## DATA TO PROCESS
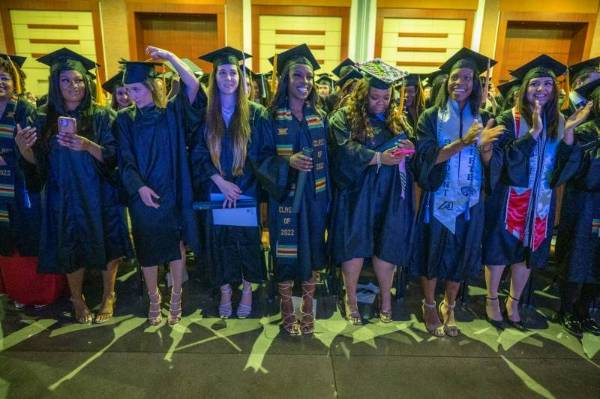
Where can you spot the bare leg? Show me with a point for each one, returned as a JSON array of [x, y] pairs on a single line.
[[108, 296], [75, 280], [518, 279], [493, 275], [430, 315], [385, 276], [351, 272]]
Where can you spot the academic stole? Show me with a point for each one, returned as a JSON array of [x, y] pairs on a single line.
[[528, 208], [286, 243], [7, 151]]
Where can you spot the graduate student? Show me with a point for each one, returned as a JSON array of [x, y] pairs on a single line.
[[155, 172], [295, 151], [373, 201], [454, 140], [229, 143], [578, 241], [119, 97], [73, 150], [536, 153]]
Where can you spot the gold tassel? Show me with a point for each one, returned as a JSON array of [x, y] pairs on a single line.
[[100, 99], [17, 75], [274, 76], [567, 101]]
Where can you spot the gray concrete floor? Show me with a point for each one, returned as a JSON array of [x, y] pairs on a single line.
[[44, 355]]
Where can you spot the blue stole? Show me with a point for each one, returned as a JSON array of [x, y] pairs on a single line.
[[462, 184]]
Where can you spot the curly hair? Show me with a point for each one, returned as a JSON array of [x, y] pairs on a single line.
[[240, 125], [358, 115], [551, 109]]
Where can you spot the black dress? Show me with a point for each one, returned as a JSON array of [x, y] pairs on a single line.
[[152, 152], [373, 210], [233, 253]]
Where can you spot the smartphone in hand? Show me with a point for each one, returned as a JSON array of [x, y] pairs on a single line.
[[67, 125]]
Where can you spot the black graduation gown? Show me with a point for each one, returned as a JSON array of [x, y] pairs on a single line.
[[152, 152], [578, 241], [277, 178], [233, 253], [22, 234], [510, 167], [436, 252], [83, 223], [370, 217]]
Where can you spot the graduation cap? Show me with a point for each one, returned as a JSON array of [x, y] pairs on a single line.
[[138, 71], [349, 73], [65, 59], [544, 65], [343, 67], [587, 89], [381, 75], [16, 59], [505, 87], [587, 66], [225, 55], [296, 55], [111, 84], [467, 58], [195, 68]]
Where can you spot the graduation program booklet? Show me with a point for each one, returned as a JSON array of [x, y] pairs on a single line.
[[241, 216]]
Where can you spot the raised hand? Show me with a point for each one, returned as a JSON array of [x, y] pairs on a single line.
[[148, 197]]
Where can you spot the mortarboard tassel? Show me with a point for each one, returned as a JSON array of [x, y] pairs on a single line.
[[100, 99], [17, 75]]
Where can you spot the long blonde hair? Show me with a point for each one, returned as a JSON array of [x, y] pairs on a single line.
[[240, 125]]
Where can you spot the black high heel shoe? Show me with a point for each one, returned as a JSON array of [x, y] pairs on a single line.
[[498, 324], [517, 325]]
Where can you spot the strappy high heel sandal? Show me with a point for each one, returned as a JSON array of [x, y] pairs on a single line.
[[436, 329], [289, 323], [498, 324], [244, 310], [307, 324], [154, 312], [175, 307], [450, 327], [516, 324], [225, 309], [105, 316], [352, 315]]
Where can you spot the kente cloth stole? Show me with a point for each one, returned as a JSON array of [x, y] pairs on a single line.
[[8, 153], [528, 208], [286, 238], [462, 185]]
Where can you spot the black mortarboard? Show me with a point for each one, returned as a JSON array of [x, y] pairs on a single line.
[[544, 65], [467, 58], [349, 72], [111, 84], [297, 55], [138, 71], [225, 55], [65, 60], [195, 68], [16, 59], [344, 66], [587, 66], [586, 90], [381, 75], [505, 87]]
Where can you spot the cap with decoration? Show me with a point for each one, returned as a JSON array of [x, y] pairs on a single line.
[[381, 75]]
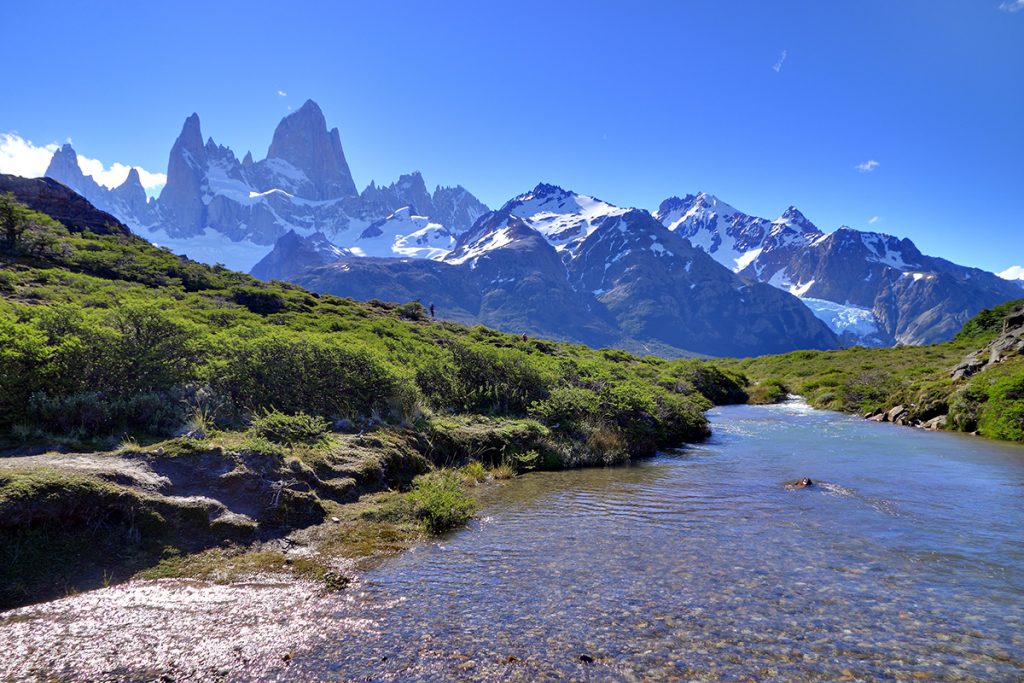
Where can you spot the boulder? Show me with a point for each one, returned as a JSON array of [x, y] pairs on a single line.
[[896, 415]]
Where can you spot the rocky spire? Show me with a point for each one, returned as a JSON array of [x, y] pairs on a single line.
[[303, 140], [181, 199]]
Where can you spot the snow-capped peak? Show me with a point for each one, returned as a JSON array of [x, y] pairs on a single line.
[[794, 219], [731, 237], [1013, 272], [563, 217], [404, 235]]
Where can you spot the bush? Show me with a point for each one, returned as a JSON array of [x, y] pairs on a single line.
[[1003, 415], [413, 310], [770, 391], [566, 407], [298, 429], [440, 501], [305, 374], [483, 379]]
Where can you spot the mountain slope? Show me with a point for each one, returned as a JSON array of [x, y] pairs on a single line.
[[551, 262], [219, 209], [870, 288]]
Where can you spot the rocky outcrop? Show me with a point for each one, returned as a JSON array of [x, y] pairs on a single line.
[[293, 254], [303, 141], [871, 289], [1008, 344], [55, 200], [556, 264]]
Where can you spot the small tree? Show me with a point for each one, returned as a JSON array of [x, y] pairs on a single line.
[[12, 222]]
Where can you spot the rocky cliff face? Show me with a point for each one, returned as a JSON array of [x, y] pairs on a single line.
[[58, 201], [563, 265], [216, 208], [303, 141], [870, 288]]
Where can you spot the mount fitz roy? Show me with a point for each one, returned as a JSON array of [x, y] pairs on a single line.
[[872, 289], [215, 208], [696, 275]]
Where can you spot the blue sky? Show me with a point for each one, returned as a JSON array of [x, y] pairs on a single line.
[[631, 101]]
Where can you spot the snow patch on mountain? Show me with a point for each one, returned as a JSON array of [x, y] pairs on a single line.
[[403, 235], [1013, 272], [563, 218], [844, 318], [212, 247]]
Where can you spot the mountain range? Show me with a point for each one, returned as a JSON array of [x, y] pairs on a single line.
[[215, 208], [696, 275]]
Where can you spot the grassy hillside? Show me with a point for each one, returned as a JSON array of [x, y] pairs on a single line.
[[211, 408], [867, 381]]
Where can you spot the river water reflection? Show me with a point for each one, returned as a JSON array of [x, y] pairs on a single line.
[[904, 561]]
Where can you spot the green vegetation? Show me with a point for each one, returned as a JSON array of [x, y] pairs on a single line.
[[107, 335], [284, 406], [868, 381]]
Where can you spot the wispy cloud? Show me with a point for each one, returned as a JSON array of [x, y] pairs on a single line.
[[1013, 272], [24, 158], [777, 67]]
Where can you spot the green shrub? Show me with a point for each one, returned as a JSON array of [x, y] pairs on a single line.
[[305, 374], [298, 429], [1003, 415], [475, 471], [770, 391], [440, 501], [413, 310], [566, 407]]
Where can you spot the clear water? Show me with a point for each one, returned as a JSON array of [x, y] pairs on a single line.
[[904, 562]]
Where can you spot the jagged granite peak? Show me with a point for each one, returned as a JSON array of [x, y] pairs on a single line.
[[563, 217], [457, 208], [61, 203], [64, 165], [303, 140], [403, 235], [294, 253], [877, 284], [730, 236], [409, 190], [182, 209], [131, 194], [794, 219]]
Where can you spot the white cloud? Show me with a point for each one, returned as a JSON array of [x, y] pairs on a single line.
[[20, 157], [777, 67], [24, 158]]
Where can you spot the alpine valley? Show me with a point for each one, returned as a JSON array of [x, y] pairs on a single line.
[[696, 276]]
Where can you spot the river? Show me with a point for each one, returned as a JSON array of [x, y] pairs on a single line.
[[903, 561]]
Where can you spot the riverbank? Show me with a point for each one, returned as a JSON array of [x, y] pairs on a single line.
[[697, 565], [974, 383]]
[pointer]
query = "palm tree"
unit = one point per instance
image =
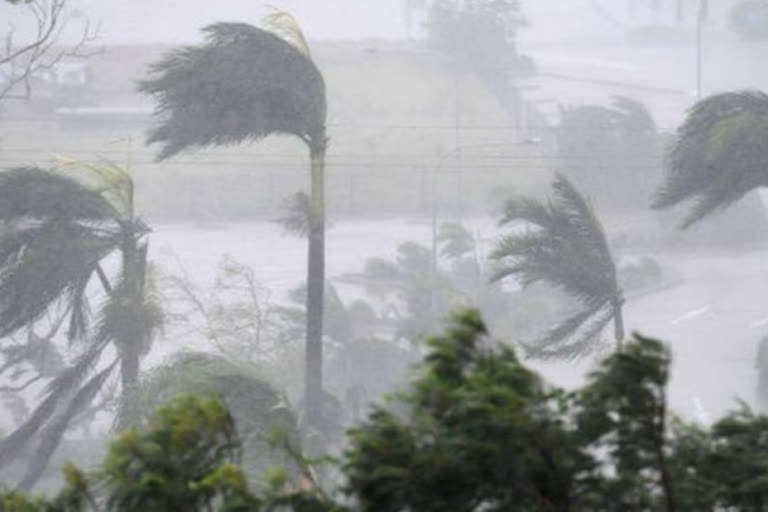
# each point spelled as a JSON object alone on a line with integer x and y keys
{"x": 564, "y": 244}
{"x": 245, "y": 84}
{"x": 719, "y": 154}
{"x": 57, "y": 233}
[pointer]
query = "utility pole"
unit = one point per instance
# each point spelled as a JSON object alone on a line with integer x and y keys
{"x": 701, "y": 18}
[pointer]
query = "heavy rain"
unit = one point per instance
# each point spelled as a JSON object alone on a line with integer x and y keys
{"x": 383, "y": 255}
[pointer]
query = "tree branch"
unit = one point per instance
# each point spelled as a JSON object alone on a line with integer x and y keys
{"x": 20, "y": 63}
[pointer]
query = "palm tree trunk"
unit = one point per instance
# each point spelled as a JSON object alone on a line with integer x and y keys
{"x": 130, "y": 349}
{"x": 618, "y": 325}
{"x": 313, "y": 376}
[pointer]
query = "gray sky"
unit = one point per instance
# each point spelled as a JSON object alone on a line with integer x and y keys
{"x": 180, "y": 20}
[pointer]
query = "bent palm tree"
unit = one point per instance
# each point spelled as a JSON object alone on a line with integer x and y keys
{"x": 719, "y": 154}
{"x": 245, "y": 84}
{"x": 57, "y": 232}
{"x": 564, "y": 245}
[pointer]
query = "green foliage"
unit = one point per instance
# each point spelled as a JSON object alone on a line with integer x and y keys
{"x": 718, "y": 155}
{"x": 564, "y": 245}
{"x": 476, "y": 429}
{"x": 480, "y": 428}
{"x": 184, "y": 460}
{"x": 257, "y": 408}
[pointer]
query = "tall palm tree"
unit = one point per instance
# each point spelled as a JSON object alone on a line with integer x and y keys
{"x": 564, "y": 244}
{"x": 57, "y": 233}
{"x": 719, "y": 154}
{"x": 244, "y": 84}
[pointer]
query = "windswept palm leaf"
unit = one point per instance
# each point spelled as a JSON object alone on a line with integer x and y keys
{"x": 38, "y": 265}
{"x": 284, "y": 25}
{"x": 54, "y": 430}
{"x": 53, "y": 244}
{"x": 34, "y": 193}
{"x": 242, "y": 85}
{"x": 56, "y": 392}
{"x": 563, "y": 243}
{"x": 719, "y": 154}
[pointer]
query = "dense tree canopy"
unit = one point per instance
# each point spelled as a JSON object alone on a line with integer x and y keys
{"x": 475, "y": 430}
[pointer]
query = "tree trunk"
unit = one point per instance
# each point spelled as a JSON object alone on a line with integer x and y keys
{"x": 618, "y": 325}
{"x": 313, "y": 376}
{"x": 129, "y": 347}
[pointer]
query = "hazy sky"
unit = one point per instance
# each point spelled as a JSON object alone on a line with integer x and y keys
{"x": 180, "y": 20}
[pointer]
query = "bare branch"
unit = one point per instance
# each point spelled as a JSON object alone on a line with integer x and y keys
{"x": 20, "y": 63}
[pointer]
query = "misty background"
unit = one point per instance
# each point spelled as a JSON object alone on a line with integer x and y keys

## TASK OBJECTIVE
Could you report every line of the material that contains the string "trunk"?

## ANSWER TO THIS TASK
query = "palm tree trunk"
query = "tree trunk"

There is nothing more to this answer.